*** DOCUMENT TEXT ***

Wang Jianxin knows the ancient Silk Road like the back of his hand. He has visited hundreds of sites along the routes in the past twenty years and believes he is almost ready to lay bare the secrets of the Greater Yuezhi, an ancient nomadic kingdom.
Wang, 64, is a professor at the Northwest University of China in Xi'an, capital of the country during the peak years of the Silk Road's glories. He specializes on the corridor of territory which stretches from the city then known as Chang'an across thousands miles of Central Asia, home to many minority ethnic groups that have since vanished, often leaving very little trace.
Wang has been passionately committed to the study of ancient nomads for many years, and his resume is packed with notable archaeological research on the subject.
The disappearance of the Greater Yuezhi people has been a mystery to historians, anthropologists and linguists for many years, he said.
The ancient nomads were a branch split from the Yuezhi people who were first reported in Chinese histories living in the west of the modern Chinese province of Gansu. An answer to the mystery of their whereabouts is also about the ethnic origin and composition in Central Asian countries.
Wang found the ruins of the Greater Yuezhi's royal palace and tombs and some community sites, one of China's ten most important archaeological finds of 2007, but he was shocked when he first visited Central Asia in 2009.
"You should have come earlier! Why do you Chinese archaeologists come to join us so late?" an Uzbek archaeologists asked him. Archaeologists (and treasure hunters) from all over the world had flocked to Central Asia for archaeological or art purpose since the collapse of the Soviet Union.
Wang knew Chinese archaeologists could never take their proper place on the world stage without overseas experience. So, in 2013, in the arid wilderness on the border of Uzbekistan and Tajikistan, he set up his research base and began working with Uzbek colleagues. They have found a large tomb believed to belong to the royal family of the Kangju Kingdom in southern Uzbekistan.
Amriddin, director of Institution of Archaeology under the Academy of Sciences of Uzbekistan, is optimistic about cooperation with China. Chinese archaeologists know the importance of protecting sites after excavation, and their working methodology should be promoted, he said. But despite substantial international acclaim for his work, Wang has endured plenty of difficulties in his search for final destiny of the Greater Yuezhi.

*** End of DOCUMENT TEXT ***
*** EXCERPTED RECORDS ***

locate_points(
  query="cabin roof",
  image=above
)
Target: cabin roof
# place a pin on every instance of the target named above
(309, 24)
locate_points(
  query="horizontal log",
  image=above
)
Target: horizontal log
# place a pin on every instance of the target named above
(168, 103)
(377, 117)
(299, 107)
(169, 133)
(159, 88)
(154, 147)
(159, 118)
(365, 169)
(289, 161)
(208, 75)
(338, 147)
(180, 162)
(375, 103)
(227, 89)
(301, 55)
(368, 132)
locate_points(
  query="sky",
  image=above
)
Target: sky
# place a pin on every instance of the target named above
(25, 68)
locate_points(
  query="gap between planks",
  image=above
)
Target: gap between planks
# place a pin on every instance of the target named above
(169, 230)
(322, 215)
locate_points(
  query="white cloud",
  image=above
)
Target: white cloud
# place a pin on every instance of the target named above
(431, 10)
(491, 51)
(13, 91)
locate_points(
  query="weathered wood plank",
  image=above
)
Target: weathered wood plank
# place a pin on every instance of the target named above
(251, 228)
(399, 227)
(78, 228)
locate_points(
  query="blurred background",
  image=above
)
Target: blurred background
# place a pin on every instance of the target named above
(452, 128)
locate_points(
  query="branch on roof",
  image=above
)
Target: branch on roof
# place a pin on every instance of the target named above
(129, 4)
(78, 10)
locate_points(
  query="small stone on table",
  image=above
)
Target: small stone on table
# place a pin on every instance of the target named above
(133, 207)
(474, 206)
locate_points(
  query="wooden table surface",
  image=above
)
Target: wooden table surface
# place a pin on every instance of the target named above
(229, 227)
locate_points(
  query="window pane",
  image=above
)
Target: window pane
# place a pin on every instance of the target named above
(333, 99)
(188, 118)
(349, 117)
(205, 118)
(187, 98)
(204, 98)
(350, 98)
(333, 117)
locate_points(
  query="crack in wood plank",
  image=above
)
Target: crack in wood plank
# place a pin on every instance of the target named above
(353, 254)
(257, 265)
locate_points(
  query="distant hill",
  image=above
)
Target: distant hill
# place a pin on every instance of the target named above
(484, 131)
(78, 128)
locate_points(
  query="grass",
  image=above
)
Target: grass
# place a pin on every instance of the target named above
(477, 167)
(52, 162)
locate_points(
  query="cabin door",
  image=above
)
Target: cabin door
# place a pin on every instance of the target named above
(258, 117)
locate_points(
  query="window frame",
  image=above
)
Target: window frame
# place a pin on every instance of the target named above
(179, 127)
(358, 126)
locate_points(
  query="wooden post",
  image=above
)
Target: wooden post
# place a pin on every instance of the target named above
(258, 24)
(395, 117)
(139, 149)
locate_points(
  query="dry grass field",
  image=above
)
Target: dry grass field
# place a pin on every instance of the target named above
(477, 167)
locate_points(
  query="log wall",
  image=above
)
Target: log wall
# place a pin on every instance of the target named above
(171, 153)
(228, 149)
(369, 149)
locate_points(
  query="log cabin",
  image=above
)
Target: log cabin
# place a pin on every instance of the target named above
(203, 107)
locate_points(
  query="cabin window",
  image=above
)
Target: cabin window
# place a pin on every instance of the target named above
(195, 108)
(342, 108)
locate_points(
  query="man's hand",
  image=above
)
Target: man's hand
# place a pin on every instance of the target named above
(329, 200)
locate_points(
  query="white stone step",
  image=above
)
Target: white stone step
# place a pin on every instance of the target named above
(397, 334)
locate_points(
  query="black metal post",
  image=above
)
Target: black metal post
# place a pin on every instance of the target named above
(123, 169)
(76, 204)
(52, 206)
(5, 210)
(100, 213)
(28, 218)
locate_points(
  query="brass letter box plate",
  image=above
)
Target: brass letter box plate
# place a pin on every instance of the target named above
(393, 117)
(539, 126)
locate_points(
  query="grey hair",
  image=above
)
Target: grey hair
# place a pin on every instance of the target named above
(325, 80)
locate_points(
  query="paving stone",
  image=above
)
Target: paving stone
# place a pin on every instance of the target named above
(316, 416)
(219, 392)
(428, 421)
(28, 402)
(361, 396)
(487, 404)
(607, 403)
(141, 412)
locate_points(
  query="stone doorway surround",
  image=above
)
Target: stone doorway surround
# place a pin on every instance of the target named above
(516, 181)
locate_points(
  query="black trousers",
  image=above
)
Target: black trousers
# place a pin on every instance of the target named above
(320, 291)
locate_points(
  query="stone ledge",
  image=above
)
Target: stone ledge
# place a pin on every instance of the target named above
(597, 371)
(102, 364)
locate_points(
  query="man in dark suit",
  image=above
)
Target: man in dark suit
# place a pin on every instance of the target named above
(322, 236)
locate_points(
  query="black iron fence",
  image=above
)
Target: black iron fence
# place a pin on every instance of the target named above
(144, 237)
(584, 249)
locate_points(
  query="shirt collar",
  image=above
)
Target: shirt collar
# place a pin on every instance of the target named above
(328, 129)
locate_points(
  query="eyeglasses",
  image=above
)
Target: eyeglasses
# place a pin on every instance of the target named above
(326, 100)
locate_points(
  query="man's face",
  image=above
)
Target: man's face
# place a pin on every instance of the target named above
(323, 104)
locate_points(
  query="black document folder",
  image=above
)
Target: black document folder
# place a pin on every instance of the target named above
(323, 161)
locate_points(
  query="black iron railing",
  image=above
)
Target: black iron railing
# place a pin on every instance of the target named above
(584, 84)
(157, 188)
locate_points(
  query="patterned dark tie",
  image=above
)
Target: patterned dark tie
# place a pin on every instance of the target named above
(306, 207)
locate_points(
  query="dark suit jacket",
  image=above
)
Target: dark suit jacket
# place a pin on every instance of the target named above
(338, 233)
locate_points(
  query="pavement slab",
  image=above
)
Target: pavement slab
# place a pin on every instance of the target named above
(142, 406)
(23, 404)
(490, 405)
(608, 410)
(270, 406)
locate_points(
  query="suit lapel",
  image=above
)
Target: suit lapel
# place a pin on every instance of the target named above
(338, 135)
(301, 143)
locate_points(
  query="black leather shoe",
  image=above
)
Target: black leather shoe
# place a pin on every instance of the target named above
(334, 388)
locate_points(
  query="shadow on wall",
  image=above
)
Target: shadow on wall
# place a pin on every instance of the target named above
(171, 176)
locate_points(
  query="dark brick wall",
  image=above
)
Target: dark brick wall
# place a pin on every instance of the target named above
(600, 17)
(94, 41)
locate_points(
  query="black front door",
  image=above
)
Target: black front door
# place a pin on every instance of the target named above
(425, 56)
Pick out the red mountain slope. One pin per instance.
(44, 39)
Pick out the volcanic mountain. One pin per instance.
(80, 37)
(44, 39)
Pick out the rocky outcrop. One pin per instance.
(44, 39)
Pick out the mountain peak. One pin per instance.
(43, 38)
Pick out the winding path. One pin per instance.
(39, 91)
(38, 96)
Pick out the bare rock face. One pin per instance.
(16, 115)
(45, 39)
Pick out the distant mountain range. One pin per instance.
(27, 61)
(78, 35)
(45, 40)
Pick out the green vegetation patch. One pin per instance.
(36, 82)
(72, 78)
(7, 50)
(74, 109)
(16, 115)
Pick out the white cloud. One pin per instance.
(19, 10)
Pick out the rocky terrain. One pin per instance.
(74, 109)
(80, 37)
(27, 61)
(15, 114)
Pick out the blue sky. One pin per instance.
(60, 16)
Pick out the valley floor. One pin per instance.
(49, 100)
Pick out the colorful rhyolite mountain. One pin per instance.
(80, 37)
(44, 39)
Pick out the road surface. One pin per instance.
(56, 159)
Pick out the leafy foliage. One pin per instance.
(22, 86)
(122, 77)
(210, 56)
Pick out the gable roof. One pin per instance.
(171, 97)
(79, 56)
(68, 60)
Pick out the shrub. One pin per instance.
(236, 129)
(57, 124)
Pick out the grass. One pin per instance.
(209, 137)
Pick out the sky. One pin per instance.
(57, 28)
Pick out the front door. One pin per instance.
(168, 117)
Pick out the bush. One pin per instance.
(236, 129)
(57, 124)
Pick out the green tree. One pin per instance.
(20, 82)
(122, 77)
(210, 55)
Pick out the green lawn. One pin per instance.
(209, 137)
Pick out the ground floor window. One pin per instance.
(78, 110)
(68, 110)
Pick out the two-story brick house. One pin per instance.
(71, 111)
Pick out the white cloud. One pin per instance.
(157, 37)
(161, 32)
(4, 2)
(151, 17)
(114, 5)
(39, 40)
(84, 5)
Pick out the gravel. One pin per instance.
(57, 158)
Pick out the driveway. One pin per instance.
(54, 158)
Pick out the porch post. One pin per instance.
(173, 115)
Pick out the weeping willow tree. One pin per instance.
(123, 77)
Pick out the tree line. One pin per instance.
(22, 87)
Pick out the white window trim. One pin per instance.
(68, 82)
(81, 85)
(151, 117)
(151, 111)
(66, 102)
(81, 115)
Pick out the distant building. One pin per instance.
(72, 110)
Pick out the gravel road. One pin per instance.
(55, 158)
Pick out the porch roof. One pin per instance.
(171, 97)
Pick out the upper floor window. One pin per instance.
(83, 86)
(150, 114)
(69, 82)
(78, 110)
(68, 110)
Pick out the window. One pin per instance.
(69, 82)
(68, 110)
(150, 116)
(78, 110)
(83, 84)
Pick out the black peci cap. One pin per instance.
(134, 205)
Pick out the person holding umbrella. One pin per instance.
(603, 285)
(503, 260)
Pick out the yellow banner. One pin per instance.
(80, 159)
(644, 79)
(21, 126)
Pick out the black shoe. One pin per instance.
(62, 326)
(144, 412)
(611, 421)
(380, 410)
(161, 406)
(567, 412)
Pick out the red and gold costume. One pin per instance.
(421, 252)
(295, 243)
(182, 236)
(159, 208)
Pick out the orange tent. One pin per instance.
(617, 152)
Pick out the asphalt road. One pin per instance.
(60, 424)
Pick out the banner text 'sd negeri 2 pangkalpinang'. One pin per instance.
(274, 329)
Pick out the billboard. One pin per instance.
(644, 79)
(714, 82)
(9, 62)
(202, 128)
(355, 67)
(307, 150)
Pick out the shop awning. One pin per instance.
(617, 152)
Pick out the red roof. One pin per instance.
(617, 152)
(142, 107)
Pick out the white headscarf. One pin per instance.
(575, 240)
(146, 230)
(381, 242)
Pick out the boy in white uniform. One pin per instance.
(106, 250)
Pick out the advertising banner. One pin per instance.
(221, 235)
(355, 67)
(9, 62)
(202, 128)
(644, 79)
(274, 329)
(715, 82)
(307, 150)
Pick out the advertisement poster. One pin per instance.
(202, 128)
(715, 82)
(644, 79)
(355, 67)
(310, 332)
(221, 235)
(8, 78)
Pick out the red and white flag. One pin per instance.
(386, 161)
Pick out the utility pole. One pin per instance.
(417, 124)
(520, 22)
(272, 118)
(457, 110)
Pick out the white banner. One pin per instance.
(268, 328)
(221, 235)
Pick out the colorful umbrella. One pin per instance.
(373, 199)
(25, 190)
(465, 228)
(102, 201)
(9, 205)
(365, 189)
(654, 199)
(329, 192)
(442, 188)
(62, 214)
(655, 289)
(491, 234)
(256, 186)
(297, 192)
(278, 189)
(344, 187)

*** End of EXCERPTED RECORDS ***

WHAT THE TASK REQUIRES: Please reproduce the text about Wang Jianxin word for word, starting at "Wang has been" and ending at "years, he said.". The rows have no connection to the text about Wang Jianxin.

ANSWER SPACE:
Wang has been passionately committed to the study of ancient nomads for many years, and his resume is packed with notable archaeological research on the subject.
The disappearance of the Greater Yuezhi people has been a mystery to historians, anthropologists and linguists for many years, he said.